**Exercise:**
Some entries follow. Reproduce exactly the lines starting at the one with "pond. Write the coordinates, one line per instance." and stopping after the one with "fin. Write the coordinates, one line per instance.".

Natural-language object grounding data
----
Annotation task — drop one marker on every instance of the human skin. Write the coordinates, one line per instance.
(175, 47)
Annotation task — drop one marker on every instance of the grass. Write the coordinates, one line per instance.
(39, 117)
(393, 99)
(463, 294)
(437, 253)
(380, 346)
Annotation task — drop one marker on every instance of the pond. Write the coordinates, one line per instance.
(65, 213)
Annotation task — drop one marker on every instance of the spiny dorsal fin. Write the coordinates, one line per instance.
----
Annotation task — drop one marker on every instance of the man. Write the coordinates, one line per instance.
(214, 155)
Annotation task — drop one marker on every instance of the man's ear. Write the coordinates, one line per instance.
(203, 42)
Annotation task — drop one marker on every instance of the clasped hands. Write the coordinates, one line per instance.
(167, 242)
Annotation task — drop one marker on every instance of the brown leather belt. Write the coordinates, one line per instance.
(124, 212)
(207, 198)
----
**Exercise answer:**
Annotation task — drop one marker on every instance of the pond. Write the coordinates, one line per instance.
(65, 213)
Annotation task — drop one marker on every instance of the spiny dorsal fin. Write the coordinates, one line per instance.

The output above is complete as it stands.